In the church blog post, rename "Red Roof Church" to "Red Roof Chapel" and write out the passage that begins at "Welcome to this" and ends after "Christ we worship.".

> TEXT PROVIDED

━━━━━━━━━━

Welcome to this week’s Blog from the Red Roof Church. My name is Lee Harder and I am the senior pastor at St. Paul Lutheran Church of Bulverde, Texas. It is a joy to come to you each week with some thoughts about our culture and our faith walk with the Lord. We do that every Sunday, too, as we proclaim God’s Word from Scripture in our worship celebrations. I would like to invite you to join us this Sunday at 8:30AM for our traditional worship or at 10:45AM for our contemporary celebration. Either way, you won’t go wrong because it is Christ we worship.
This week I thought I would make a few comments on prosperity and how there are some elected persons and others who are of the opinion that a whole generation of people have NEVER experience prosperity in this nation of ours. REALLY?
Apparently, according to some folks here, there is a story going around on the internet from a millennial who is shocked by this incredible idea that her generation has never seen American prosperity. She couldn’t disagree more. She wrote, “We live in the most privileged time in the most prosperous nation and we have become completely blind to it.” Writing further she said, “Vehicles, food, technology, freedom to associate with whom we choose. These things are so ingrained in our American way of life we don't give them a second thought. We are so well off here in the United States that our poverty line begins 31 times above the global average. Thirty. One. Times. Virtually no one in the United States is considered poor by global standards. Yet, in a time where we can order a product off Amazon with one click and have it at our doorstep the next day, we are unappreciative, unsatisfied, and ungrateful.”
She wrote a lot more which I’m sure will not make points with a great many of her generation or those people in this nation that are constantly down playing and degrading the country as a whole. However, it’s her finish that we need to see as she provides her perspective on “WHY?” this has happened. Let me share it with my gratitude for her courage.
Why? The answer is this, "My generation has only seen prosperity. We have no contrast. We didn't live in the great depression, or live through two world wars, the Korean War, The Vietnam War, or see the rise and fall of socialism and communism. We don't know what it's like to live without the internet, without cars, without smartphones. We don't have a lack of prosperity problem. "We have an entitlement problem, an ungratefulness problem, and it's spreading like a plague."

━━━━━━━━━━

> PROVIDED DATA
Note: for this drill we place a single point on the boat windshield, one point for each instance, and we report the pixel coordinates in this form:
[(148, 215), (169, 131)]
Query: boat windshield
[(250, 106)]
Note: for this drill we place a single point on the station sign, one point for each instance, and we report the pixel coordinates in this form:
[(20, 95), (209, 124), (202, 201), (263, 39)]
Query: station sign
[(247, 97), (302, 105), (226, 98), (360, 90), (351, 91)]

━━━━━━━━━━

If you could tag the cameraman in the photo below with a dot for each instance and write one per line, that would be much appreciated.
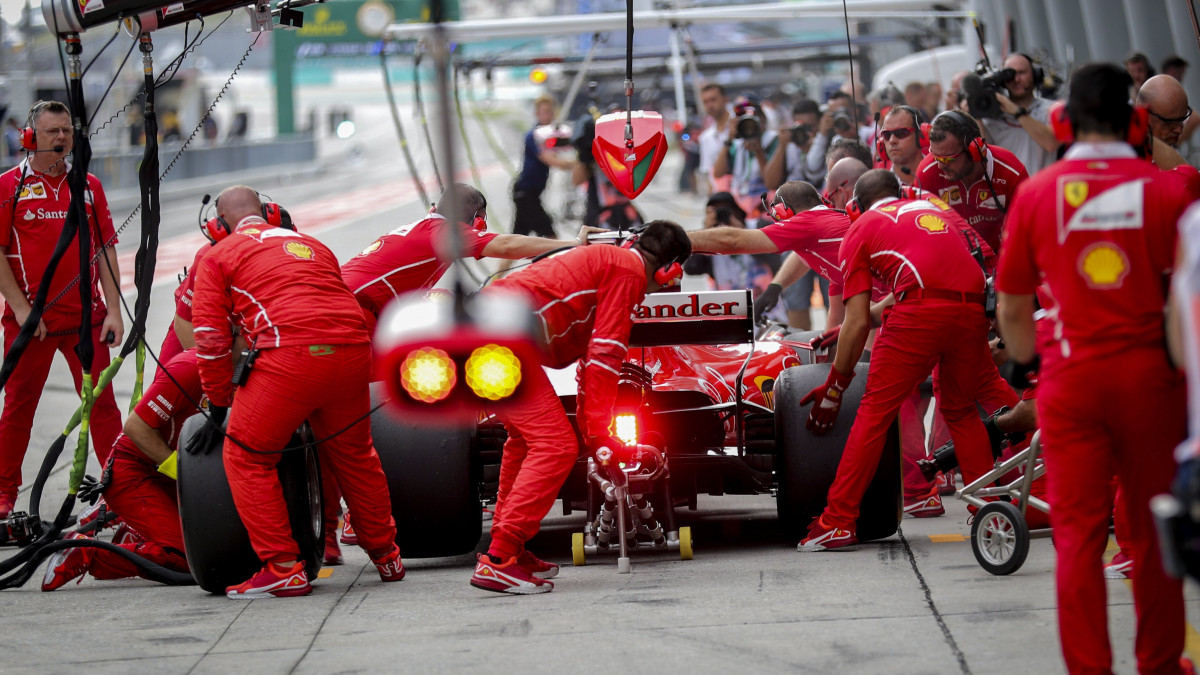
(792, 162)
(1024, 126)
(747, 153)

━━━━━━━━━━

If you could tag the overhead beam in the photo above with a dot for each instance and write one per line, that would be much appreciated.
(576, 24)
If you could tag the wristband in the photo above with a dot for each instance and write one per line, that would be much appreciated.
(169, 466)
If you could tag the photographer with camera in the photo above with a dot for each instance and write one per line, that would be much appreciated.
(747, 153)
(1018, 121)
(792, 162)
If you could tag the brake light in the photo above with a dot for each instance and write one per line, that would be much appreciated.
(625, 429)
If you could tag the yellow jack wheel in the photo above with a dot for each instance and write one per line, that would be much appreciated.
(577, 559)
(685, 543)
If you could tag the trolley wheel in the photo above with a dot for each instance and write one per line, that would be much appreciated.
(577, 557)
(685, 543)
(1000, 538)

━━━━━━━━━━

> TASK ANSWER
Welcome to this week’s Blog from the Red Roof Chapel. My name is Lee Harder and I am the senior pastor at St. Paul Lutheran Church of Bulverde, Texas. It is a joy to come to you each week with some thoughts about our culture and our faith walk with the Lord. We do that every Sunday, too, as we proclaim God’s Word from Scripture in our worship celebrations. I would like to invite you to join us this Sunday at 8:30AM for our traditional worship or at 10:45AM for our contemporary celebration. Either way, you won’t go wrong because it is Christ we worship.